■ Goal of the exercise: Rewrite every line from the one containing "the wet hair" through the end of the rows, inclusive, with the requests included, and scale each coordinate in the answer points by 1.35, rounding to whole numbers with halves going up. Leave the numbers in the requests and their format samples unchanged, and give only these lines.

■ Exercise inputs:
--------------------
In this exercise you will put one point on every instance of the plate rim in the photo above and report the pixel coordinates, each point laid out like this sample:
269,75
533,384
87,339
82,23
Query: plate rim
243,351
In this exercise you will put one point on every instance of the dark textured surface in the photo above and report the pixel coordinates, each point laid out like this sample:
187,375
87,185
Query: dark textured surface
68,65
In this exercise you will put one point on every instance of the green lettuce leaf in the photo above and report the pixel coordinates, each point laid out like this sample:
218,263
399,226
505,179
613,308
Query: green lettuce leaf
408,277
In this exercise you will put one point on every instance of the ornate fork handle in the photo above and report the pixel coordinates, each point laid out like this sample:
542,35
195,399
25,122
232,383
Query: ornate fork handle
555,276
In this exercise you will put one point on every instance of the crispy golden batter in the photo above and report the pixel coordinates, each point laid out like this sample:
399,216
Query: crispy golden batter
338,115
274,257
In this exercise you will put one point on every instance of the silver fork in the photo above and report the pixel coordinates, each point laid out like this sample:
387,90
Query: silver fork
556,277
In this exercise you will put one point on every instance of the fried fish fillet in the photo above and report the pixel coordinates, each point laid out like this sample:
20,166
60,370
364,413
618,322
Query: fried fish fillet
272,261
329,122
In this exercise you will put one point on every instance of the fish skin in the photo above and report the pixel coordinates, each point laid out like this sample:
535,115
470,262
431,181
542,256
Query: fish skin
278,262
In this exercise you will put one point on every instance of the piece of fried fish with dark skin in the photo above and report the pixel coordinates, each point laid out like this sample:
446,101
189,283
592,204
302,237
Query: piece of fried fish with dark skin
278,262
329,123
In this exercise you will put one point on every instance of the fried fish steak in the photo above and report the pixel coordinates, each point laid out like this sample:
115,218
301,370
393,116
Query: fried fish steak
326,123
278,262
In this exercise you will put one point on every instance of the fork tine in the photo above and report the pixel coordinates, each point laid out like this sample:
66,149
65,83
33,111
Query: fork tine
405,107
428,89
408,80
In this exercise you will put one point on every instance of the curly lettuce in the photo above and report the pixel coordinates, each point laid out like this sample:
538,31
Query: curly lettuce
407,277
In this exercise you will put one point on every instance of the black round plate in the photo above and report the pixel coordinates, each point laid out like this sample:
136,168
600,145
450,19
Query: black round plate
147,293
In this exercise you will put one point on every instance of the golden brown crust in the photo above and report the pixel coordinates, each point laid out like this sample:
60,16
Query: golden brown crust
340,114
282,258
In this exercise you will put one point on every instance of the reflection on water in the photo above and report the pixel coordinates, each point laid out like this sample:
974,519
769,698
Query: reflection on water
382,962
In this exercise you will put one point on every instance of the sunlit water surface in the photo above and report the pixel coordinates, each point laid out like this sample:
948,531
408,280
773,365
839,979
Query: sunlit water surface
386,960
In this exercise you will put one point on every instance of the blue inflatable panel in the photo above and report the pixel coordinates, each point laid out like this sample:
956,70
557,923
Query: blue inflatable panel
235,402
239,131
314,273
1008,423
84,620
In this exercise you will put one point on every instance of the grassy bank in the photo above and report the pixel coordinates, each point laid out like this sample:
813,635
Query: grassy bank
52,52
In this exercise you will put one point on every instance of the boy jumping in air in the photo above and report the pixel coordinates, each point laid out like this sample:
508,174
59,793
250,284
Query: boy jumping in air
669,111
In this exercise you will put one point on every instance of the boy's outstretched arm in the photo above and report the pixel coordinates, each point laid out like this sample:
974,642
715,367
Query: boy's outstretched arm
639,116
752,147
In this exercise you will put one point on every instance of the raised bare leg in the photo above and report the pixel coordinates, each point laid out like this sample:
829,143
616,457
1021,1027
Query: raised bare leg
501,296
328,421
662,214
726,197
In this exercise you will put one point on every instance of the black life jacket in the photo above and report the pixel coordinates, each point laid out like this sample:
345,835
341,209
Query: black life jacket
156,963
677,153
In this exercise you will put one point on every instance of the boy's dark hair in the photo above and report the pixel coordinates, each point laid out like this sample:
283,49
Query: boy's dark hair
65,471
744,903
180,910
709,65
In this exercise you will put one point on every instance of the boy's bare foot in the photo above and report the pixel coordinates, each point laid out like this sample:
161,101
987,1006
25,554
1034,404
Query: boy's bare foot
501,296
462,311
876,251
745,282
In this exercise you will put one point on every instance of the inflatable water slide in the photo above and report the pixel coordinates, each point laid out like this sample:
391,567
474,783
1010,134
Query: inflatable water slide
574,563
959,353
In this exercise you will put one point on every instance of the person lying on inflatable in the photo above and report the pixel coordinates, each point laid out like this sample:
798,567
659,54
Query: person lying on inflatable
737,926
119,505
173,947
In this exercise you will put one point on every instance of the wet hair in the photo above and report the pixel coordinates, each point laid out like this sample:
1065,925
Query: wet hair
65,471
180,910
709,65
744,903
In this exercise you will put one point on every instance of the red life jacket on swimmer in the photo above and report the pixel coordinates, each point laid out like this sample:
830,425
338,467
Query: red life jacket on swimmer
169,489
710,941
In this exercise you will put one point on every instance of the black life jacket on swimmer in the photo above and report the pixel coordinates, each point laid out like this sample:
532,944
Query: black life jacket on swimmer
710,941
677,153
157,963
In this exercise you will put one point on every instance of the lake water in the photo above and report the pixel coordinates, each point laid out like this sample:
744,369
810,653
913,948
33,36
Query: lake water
--------------------
■ Answer to the task:
In this exercise you will put one point on every instance of the wet hair in the photo above and report the pixel coordinates, each point laid out like this sample:
1065,925
Query: wet hair
88,636
243,1229
957,88
1004,1219
In this exercise you will put one point on every instance of the red life jacket on swimmer in the photo above and report the pixel coordinates, each point laid out like this sample:
830,425
338,467
Query: red life jacket on swimmer
228,660
959,1270
In this exercise you will put one point on every instance of the black life jacket on swimmer in the photo above and report the pixel coordinates, each point laid out like this sample:
532,944
Query: black life jacket on swimmer
959,1270
914,207
212,1300
In this exercise you will put one point on every instance of the lake water in the photo above and report the pixel coordinates, each point laid out like this sample:
744,369
810,653
913,948
33,36
Query: lake water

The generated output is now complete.